__VORLIEGENDER TEXT__.

Die türkis-grüne Koalition in Zahlen
Noch wissen wir nicht, ob ÖVP und Grüne eine Koalition bilden werden. Das Regierungsprogramm und mögliche Minister sind seit Monaten das Lieblingsthema jeder Gerüchteküche. Nichts Genaues weiß man nicht. Ein paar Dinge lassen sich allerdings in Zahlen fas
Peter Filzmaier ist Professor für Politikwissenschaft an der Donau-Universität Krems und der Karl-Franzens-Universität Graz.
Sind grüne Regierungsbeteiligungen in europäischen Staaten etwas Neues? Nein. Es gab oder gibt sie schon in nicht weniger als 17 europäischen Ländern: Belgien, Tschechien, Deutschland, Dänemark, Finnland, Frankreich, Irland, Italien, Island, Luxemburg, Litauen, Malta, Neuseeland, Niederlande, Rumänien, Slowenien und Schweden.

__AUSZÜGE AUS DATENSÄTZEN__.
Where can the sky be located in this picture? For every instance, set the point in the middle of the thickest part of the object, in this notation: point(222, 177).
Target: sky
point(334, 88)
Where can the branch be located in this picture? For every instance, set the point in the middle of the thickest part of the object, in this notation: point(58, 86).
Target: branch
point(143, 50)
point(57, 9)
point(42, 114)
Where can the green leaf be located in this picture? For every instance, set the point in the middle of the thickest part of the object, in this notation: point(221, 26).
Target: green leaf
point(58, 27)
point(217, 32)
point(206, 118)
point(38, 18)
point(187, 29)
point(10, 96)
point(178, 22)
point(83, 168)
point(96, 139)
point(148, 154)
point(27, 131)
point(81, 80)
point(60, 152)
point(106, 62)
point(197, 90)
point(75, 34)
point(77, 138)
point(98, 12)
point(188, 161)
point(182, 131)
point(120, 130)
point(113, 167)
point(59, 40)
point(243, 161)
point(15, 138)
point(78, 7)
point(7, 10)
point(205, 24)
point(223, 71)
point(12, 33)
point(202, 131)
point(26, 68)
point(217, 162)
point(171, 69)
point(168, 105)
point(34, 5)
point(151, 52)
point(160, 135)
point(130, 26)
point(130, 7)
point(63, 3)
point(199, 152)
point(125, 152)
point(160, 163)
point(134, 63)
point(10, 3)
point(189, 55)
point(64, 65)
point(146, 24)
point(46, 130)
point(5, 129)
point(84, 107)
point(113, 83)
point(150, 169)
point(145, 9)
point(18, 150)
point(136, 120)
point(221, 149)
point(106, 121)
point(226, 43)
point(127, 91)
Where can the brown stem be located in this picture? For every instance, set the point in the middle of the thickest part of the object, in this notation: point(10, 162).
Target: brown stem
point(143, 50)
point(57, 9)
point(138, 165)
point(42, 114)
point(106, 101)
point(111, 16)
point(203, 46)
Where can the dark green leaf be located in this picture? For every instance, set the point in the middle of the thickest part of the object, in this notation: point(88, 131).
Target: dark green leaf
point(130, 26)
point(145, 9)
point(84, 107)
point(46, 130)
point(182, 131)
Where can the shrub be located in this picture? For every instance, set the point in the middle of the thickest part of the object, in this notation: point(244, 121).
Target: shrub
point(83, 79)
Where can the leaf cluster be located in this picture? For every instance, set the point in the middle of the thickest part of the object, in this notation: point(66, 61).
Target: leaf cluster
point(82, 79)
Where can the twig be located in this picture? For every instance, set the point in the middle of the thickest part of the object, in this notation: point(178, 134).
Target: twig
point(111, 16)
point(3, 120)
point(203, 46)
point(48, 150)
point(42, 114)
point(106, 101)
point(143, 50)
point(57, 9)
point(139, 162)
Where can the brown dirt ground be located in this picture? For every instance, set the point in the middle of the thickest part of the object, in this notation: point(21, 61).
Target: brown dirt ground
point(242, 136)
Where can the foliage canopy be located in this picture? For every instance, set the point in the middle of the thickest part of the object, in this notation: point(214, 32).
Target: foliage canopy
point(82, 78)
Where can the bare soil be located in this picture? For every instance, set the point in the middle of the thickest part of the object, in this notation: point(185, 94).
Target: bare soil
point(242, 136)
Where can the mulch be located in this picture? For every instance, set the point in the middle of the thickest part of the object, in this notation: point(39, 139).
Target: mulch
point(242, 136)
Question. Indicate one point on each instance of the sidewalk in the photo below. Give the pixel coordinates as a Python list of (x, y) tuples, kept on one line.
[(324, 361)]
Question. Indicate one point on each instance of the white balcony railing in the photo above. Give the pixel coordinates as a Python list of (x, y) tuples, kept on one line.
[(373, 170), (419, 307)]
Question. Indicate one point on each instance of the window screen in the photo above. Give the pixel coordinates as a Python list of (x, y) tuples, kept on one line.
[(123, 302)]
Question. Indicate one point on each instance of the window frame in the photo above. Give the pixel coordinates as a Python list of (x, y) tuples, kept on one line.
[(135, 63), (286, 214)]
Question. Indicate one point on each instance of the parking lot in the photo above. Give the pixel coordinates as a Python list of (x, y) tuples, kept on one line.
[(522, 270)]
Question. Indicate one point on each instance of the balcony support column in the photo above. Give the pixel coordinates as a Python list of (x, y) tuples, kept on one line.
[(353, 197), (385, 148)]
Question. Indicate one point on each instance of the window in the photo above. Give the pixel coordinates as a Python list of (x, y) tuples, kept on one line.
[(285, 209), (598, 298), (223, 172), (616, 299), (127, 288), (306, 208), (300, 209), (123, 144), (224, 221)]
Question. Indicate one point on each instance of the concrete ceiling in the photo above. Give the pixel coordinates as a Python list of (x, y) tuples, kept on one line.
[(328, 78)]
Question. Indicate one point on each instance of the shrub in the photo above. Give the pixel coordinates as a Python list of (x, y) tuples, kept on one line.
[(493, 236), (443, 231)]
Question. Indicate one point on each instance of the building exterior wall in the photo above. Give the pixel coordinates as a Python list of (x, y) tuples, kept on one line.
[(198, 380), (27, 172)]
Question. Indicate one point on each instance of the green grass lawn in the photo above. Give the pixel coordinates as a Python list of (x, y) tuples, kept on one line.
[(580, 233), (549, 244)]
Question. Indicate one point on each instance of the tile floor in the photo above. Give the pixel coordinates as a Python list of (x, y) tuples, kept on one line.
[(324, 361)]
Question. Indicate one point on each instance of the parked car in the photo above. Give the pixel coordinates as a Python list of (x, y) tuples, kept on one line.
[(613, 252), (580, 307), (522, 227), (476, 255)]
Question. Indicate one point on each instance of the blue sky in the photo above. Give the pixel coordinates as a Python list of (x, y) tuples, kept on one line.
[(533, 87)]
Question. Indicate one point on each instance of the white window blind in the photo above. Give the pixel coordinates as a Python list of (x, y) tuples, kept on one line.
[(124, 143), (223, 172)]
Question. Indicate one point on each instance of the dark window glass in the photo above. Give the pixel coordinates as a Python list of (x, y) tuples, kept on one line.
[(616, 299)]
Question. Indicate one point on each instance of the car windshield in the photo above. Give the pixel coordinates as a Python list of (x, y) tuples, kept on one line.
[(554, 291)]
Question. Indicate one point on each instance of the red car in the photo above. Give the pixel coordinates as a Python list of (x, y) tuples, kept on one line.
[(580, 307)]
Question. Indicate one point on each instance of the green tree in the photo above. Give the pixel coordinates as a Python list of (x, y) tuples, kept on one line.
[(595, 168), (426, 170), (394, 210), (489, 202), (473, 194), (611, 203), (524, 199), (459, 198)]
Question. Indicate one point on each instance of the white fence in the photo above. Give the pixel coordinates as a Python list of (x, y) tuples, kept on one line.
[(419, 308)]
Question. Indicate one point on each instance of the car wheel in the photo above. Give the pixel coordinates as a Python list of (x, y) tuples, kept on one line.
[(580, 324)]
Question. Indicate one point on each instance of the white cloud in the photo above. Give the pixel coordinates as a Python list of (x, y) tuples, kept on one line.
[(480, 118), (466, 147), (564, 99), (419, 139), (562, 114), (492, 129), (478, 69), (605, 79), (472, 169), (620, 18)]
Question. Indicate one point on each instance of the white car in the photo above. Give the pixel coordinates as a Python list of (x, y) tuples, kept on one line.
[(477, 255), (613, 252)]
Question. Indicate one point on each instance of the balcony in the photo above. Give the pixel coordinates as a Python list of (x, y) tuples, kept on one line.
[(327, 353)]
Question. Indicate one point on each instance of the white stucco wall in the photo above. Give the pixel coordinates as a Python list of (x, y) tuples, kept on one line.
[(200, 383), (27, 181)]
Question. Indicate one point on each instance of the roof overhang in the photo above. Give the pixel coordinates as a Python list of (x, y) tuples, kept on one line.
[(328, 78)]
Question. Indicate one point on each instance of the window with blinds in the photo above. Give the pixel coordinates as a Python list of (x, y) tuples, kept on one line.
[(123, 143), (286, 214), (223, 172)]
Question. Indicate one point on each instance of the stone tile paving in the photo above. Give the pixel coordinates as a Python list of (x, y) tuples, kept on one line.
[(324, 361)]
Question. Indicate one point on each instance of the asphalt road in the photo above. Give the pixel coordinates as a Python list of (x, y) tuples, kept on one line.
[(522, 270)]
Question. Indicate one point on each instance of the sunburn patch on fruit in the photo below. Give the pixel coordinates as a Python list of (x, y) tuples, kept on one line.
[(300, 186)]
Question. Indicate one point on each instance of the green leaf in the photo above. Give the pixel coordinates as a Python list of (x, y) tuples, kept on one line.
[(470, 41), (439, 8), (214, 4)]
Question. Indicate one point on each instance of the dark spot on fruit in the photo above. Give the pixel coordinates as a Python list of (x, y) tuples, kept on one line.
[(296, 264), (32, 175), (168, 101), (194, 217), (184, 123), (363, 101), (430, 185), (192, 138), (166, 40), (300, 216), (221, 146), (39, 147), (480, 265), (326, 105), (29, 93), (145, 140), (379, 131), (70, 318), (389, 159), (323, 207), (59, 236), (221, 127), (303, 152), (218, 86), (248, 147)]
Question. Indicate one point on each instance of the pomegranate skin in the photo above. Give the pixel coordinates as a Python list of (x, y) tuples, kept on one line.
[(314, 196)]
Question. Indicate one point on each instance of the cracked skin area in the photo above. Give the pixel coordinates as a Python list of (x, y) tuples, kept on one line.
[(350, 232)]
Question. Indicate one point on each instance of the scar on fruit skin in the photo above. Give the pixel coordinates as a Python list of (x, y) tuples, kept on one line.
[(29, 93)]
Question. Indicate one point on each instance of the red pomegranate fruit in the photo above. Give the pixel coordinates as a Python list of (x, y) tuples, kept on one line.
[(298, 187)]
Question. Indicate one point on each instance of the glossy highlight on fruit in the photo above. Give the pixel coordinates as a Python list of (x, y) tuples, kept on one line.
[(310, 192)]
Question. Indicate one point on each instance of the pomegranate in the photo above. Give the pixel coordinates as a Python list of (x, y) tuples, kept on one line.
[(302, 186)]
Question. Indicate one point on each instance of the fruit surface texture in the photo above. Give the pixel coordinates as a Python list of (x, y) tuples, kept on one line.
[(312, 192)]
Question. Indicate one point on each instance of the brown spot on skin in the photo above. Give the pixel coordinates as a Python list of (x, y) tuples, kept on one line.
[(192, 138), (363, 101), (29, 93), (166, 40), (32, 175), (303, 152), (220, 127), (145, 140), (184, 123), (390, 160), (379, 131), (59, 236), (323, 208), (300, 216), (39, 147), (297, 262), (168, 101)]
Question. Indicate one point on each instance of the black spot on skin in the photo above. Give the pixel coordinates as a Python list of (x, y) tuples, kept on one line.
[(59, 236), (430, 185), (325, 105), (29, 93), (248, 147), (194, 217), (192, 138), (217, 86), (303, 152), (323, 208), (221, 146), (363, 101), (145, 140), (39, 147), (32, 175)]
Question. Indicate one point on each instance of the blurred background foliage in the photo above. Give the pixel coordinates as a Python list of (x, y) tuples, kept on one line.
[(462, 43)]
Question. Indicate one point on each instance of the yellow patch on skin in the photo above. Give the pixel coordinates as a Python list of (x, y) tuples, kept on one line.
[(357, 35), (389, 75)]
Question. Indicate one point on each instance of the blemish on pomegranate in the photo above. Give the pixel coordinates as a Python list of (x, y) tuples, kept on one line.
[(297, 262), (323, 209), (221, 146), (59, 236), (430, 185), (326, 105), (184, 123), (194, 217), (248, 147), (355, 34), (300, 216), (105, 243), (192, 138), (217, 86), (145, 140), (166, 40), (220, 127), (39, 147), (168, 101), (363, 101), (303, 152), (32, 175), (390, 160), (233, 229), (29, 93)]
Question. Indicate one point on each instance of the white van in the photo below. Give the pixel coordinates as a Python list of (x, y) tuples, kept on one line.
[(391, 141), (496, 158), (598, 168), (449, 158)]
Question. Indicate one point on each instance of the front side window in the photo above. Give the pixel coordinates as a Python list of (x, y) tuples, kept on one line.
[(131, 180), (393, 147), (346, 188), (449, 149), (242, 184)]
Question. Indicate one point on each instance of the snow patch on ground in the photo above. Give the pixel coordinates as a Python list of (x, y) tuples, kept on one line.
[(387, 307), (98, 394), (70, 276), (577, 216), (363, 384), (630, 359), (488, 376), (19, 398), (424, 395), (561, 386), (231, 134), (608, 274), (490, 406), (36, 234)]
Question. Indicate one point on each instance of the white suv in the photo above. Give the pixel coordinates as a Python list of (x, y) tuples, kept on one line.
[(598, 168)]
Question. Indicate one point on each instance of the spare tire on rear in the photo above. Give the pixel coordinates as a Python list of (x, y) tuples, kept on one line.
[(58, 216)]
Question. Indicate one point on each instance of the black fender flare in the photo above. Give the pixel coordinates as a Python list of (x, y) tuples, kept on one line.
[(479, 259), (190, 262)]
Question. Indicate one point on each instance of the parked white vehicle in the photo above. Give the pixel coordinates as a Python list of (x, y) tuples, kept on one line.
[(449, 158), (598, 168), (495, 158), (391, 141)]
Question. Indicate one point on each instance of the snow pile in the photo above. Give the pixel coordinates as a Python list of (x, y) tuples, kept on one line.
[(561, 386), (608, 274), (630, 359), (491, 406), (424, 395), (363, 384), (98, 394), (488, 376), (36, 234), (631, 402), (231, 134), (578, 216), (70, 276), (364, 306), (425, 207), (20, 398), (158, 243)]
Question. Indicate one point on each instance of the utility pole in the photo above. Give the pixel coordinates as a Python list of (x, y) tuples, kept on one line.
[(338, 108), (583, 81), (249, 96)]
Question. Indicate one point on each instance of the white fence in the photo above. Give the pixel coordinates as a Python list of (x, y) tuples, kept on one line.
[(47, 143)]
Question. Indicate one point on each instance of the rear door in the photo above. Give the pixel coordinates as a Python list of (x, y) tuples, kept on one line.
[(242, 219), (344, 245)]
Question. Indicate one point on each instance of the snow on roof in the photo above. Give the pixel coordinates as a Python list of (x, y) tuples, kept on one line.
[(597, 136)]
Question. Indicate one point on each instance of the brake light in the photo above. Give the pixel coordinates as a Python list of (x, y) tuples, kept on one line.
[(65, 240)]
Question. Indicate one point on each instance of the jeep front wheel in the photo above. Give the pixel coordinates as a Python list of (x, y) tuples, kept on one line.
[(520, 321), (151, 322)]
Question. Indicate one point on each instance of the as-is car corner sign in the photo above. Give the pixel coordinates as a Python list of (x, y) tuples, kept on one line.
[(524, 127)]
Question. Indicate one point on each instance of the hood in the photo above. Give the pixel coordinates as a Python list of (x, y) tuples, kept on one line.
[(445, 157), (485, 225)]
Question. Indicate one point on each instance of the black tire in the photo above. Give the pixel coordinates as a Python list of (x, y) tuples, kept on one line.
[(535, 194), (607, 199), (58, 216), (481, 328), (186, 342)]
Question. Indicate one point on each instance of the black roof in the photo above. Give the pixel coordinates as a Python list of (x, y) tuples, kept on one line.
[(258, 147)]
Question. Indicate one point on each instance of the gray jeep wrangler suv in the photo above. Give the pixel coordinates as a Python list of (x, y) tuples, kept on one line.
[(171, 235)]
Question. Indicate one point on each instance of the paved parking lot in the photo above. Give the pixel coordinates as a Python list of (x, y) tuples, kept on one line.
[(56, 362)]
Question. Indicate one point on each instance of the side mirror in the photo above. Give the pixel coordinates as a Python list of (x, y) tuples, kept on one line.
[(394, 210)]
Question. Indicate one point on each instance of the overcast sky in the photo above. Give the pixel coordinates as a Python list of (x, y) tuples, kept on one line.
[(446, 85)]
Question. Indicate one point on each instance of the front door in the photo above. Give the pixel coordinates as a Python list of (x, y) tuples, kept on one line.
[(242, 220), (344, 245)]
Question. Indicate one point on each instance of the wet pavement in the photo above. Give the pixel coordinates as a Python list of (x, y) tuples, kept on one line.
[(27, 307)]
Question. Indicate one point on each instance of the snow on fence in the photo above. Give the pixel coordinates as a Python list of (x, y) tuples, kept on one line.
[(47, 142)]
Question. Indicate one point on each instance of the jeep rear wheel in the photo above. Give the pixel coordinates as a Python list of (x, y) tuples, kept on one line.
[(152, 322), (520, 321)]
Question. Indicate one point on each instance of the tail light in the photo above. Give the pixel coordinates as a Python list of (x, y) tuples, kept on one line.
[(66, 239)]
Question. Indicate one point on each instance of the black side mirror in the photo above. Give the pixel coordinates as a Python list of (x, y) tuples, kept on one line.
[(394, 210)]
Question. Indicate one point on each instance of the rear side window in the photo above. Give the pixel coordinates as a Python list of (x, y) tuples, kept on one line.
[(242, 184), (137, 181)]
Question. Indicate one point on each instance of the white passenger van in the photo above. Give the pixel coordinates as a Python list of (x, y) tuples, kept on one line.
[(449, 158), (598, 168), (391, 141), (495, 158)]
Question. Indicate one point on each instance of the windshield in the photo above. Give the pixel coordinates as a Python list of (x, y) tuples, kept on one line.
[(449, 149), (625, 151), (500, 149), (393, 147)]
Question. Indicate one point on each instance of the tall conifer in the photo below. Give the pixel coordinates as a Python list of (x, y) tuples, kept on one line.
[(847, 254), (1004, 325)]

__AUFGABE 1__. Ändere im Text über die türkis-grüne Koalition den Abschnitt, der bei „Die türkis-grüne Koalition“ beginnt und bei „Slowenien und Schweden.“ endet, indem du darin „Koalition“ durch „Regierung“ ersetzt.
__AUFGABE 2__.
Beantworte anhand des Textes über die türkis-grüne Koalition:
(a) Welche zwei Parteien könnten eine Koalition bilden?
(b) Was ist seit Monaten das Lieblingsthema jeder Gerüchteküche?
(c) An welchen Universitäten ist Peter Filzmaier Professor für Politikwissenschaft?
Die Datensätze sind eigenständiges Material und gehören nicht zum Text.

__LÖSUNG 1__.
Die türkis-grüne Regierung in Zahlen
Noch wissen wir nicht, ob ÖVP und Grüne eine Regierung bilden werden. Das Regierungsprogramm und mögliche Minister sind seit Monaten das Lieblingsthema jeder Gerüchteküche. Nichts Genaues weiß man nicht. Ein paar Dinge lassen sich allerdings in Zahlen fas
Peter Filzmaier ist Professor für Politikwissenschaft an der Donau-Universität Krems und der Karl-Franzens-Universität Graz.
Sind grüne Regierungsbeteiligungen in europäischen Staaten etwas Neues? Nein. Es gab oder gibt sie schon in nicht weniger als 17 europäischen Ländern: Belgien, Tschechien, Deutschland, Dänemark, Finnland, Frankreich, Irland, Italien, Island, Luxemburg, Litauen, Malta, Neuseeland, Niederlande, Rumänien, Slowenien und Schweden.

__LÖSUNG 2__.
(a) ÖVP und Grüne
(b) Das Regierungsprogramm und mögliche Minister
(c) An der Donau-Universität Krems und der Karl-Franzens-Universität Graz